■ PROBLEM TO WORK ON ■
Convert part of the data below into a numbered list. Begin at the line that contains "of the bottom", include every line through the final line of the data, and omit any blank lines.

+===+

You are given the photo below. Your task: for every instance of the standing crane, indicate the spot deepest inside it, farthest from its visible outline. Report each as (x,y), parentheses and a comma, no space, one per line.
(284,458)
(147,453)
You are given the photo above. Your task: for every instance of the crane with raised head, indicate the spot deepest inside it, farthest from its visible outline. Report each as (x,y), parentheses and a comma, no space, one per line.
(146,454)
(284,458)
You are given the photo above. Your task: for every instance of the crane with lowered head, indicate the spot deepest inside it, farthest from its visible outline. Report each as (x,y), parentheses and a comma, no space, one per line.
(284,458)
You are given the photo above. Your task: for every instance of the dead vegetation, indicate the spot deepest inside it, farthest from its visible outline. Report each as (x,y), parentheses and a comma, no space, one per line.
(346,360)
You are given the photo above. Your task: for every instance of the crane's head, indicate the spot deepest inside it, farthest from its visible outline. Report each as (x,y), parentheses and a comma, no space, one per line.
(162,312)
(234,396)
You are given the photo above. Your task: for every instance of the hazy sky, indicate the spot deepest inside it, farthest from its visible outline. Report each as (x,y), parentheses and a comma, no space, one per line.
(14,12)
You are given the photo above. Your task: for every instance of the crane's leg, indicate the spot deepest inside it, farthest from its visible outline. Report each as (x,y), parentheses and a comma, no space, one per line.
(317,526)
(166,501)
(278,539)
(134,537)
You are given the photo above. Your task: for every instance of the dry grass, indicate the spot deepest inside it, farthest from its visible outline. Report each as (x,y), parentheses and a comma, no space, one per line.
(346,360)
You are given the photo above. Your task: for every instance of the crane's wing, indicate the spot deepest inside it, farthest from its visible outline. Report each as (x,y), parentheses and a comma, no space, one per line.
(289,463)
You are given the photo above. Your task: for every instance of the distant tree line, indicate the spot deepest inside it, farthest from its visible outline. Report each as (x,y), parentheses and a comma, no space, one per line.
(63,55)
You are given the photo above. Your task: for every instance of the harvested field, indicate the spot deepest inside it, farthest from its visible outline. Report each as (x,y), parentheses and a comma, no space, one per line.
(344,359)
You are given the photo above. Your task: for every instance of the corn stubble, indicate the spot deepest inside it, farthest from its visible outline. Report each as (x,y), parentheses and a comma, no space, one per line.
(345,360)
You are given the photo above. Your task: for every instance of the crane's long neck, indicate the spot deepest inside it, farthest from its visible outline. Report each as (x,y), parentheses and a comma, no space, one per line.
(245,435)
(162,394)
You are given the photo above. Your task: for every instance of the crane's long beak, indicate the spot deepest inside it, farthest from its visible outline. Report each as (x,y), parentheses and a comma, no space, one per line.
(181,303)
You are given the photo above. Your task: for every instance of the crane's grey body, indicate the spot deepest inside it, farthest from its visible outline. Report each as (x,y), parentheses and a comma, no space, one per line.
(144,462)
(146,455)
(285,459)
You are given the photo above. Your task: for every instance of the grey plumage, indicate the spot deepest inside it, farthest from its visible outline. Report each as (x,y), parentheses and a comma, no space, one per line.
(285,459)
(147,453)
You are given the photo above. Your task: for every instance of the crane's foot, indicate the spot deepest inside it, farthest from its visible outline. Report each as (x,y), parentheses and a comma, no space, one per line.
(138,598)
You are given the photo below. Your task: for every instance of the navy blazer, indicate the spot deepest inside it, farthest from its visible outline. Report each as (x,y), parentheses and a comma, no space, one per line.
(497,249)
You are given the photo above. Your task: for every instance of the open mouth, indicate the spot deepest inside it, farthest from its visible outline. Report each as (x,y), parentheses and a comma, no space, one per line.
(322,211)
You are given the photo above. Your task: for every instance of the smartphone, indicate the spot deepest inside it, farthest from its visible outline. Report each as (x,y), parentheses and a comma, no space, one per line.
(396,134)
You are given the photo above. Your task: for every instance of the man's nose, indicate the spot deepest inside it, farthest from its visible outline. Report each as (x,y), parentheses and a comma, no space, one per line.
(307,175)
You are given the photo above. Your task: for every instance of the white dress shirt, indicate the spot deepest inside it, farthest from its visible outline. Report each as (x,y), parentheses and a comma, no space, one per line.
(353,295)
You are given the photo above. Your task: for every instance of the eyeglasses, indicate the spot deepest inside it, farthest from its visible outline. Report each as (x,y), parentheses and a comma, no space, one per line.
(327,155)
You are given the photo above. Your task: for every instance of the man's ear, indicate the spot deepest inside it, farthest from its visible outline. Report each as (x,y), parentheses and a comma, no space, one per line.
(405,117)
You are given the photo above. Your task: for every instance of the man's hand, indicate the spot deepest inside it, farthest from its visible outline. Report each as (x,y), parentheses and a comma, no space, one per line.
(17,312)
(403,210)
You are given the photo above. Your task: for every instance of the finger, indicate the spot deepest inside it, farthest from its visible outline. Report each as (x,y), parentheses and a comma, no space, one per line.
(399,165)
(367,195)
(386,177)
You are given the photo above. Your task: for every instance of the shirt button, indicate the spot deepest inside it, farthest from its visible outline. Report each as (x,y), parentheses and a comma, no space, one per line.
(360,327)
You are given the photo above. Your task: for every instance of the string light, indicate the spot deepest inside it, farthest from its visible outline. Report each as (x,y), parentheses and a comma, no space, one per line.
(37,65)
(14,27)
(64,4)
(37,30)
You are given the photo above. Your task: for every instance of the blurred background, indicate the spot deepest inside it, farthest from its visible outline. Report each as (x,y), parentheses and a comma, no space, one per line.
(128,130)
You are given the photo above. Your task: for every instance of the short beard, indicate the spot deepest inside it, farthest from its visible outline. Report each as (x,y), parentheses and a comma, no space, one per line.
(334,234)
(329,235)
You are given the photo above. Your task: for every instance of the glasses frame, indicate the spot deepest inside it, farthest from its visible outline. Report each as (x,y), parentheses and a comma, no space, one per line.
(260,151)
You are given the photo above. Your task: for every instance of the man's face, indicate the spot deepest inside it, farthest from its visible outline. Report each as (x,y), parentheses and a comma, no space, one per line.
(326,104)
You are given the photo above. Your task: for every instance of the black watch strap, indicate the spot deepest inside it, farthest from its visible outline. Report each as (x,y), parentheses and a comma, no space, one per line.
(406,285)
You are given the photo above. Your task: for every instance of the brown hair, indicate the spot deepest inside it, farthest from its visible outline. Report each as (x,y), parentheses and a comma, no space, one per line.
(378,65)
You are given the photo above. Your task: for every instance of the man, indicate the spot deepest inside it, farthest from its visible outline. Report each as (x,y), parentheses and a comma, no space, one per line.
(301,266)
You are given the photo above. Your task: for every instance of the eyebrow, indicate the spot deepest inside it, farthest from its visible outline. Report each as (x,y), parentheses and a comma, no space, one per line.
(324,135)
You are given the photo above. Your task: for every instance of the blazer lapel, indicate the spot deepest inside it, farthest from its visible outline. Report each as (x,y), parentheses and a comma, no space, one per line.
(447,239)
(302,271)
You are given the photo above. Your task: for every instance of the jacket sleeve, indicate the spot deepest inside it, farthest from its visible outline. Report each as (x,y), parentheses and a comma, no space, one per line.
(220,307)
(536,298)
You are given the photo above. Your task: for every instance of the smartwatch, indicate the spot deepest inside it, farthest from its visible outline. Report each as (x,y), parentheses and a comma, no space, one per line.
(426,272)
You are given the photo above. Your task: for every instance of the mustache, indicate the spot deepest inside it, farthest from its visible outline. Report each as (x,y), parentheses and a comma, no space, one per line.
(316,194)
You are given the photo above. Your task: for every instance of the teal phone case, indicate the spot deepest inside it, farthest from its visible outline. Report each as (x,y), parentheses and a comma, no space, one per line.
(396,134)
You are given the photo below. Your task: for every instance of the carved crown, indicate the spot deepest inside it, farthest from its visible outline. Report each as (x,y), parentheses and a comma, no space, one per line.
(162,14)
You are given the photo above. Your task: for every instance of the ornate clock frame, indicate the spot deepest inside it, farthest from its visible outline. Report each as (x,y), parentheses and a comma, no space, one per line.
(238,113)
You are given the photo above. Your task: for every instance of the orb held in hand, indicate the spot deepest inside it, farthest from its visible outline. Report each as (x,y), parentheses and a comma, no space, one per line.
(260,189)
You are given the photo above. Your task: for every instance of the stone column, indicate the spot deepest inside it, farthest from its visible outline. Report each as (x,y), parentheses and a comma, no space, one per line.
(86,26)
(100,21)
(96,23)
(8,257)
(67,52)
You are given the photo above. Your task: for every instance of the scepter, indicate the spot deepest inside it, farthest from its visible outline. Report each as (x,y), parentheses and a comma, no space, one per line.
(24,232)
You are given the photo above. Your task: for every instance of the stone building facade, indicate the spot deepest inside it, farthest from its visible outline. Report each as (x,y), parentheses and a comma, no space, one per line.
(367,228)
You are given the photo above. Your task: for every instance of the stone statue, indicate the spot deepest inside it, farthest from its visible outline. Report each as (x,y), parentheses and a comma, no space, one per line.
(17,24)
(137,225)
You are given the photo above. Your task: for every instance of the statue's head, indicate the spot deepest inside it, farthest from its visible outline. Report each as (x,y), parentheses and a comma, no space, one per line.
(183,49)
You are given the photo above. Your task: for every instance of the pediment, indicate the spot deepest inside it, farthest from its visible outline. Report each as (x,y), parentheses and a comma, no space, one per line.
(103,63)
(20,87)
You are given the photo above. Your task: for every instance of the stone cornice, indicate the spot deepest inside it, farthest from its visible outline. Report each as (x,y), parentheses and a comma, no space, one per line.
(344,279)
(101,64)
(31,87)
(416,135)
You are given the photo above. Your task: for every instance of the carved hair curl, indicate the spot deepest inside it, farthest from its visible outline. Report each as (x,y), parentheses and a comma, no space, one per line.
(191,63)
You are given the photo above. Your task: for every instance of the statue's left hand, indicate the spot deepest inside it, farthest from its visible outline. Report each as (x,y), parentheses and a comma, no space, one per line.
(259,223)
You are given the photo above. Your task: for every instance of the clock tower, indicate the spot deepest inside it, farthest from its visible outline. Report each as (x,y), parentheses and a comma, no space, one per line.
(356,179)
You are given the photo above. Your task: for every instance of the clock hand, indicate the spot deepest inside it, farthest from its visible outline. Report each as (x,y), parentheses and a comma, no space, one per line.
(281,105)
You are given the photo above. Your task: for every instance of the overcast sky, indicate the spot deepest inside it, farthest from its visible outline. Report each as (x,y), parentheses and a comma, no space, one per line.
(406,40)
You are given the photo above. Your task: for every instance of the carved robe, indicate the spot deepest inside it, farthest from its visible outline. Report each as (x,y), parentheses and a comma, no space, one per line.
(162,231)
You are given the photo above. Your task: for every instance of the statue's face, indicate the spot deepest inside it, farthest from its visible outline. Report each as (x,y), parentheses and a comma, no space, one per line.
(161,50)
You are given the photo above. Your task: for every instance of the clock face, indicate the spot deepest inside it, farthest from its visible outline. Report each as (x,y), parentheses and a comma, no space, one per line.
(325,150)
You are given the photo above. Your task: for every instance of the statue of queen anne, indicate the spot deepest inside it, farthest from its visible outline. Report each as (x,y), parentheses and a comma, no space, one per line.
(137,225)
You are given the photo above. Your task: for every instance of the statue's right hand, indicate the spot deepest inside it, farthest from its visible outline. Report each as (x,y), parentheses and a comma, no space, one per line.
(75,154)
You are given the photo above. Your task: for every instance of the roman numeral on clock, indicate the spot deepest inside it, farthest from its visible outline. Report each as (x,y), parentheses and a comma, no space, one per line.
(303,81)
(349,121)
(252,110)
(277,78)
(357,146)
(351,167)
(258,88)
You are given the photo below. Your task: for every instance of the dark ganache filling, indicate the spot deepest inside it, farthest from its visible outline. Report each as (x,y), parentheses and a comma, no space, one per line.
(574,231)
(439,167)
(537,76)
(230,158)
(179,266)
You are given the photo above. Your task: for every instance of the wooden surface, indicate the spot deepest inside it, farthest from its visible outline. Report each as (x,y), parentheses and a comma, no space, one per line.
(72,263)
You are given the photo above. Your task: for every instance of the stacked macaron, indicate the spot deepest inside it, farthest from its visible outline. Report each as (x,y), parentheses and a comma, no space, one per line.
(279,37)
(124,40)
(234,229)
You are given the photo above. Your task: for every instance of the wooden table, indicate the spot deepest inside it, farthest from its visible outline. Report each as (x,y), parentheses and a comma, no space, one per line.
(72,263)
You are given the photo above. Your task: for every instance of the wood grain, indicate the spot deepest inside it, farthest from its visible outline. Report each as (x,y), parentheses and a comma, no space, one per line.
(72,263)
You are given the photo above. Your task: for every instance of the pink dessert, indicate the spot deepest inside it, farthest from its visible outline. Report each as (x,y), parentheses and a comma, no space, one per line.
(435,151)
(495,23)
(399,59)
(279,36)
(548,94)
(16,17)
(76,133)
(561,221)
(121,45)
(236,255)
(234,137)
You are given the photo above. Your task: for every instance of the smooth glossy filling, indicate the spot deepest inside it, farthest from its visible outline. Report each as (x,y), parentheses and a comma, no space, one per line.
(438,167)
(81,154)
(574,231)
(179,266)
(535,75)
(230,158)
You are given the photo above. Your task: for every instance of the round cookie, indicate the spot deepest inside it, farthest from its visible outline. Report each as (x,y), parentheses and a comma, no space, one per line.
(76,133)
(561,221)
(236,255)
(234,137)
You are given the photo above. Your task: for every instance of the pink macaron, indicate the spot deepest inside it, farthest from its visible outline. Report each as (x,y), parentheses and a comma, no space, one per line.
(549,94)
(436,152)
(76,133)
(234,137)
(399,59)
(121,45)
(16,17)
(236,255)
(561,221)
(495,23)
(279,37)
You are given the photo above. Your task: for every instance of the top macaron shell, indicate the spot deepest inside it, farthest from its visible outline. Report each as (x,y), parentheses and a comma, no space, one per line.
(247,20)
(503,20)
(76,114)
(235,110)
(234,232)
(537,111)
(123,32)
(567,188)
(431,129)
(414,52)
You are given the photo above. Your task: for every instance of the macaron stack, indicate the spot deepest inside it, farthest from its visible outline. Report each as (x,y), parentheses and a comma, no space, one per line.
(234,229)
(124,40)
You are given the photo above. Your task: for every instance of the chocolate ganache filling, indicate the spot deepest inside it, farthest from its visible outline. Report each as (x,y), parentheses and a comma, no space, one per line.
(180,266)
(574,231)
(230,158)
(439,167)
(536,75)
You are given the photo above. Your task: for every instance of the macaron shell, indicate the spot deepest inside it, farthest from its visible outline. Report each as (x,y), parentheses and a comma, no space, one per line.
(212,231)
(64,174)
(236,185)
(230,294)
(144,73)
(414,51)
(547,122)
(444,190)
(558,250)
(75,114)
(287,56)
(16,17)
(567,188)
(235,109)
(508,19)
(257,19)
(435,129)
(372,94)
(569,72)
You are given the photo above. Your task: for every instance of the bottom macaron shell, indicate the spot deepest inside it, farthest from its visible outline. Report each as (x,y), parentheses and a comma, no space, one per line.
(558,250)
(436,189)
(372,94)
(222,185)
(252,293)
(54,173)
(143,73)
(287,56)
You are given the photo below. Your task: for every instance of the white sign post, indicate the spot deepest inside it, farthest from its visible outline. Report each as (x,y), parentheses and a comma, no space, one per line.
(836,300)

+===+

■ ANSWER ■
1. You are given the photo above. Your task: for every instance of the bottom macaron shell, indicate the spot deepest inside it, farthest from its visible outline. Report each as (x,y), parentheses and a comma, no space, one per line.
2. (558,250)
3. (436,189)
4. (372,94)
5. (222,185)
6. (252,293)
7. (54,173)
8. (143,73)
9. (287,56)
10. You are given the photo below. Your task: for every instance of the white sign post, indicate the spot deepest inside it, farthest from its visible outline. Report each as (x,y), parentheses and a comma, no space, one per line.
11. (836,300)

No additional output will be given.